## PROVIDED TEXT
+ + +
Vanessa Crone (born October 29, 1990) is a Canadian former competitive ice dancer. She skated with Paul Poirier from 2001 to 2011, becoming the 2010 Grand Prix Final bronze medallist, 2011 Four Continents bronze medallist, 2008 World Junior silver medallist, and 2011 Canadian national champion.

Personal life 
Vanessa Crone was born on October 29, 1990, in Aurora, Ontario. She competed in track and field in addition to figure skating.

Career 
Early in her career, Crone also competed in single skating, and pair skating with Poirier. She and Poirier began skating together in May 2001. They won the silver medal at the 2008 World Junior Championships.

Crone and Poirier won silver at 2008 Skate Canada, their first senior Grand Prix event, and placed fourth in their second event. The next season they claimed the bronze at 2009 NHK Trophy. At the 2010 Canadian Championships, they were nominated to represent Canada at the 2010 Winter Olympics. They finished 7th at the 2010 World Championships.

Crone and Poirier began the 2010–2011 season by capturing gold at 2010 Skate Canada International ahead of Sinead Kerr and John Kerr who had a fall in the free dance. At 2010 Skate America, Poirier fell in the free dance but their score was enough for the silver behind Meryl Davis and Charlie White, both of whom fell, and ahead of Maia Shibutani and Alex Shibutani with no falls. Their results qualified them for the 2010–2011 Grand Prix Final where they won the bronze medal. They finished 10th at the 2011 World Championships.
+ + +
## SUPPLIED MATERIAL

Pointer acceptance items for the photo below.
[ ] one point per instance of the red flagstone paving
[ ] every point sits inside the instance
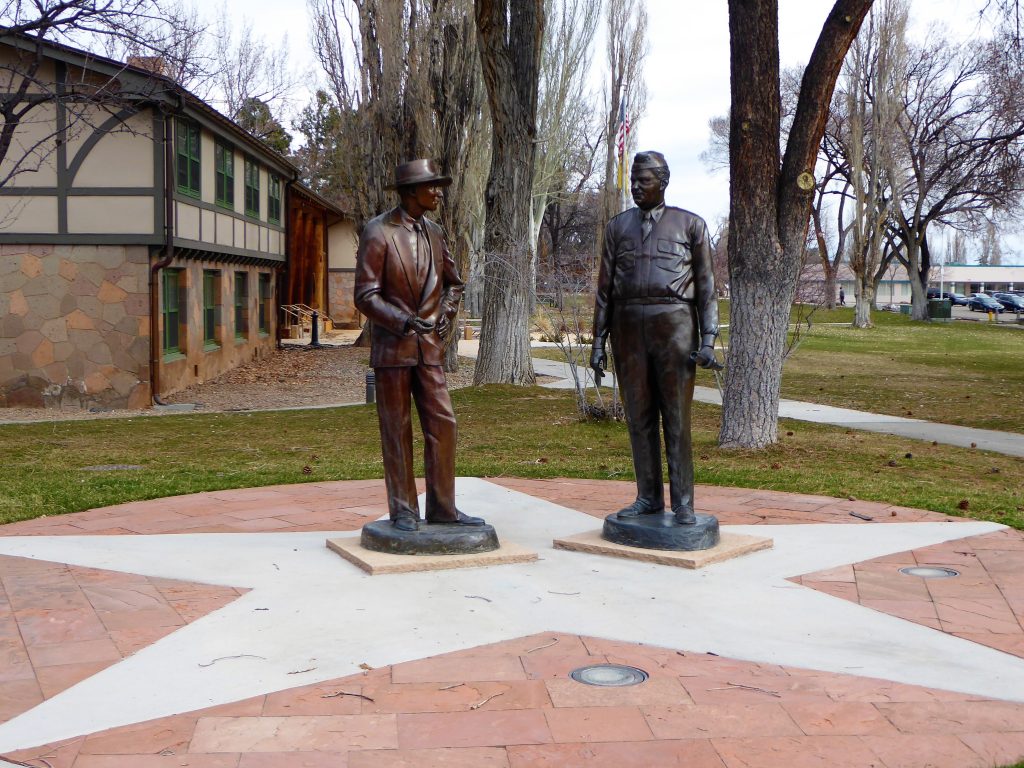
+ + +
## ACTIONS TO TAKE
• A. Answer these questions from the biography of Vanessa Crone, one per line, marking each answer with the same numeral:
(i) In which town was Crone born?
(ii) In what month and year did Crone and Poirier begin skating together?
(iii) What place did Crone and Poirier finish at the 2010 World Championships?
• B. Summarize the biography of Vanessa Crone in two sentences.

## TASK SOLUTIONS
• A.
(i) Aurora, Ontario
(ii) May 2001
(iii) 7th

• B. Vanessa Crone, born October 29, 1990, in Aurora, Ontario, is a Canadian former competitive ice dancer who skated with Paul Poirier from 2001 to 2011. Their results together included silver at the 2008 World Junior Championships, bronze at the 2010 Grand Prix Final and the 2011 Four Continents, and the 2011 Canadian national title, and they finished 7th and 10th at the 2010 and 2011 World Championships.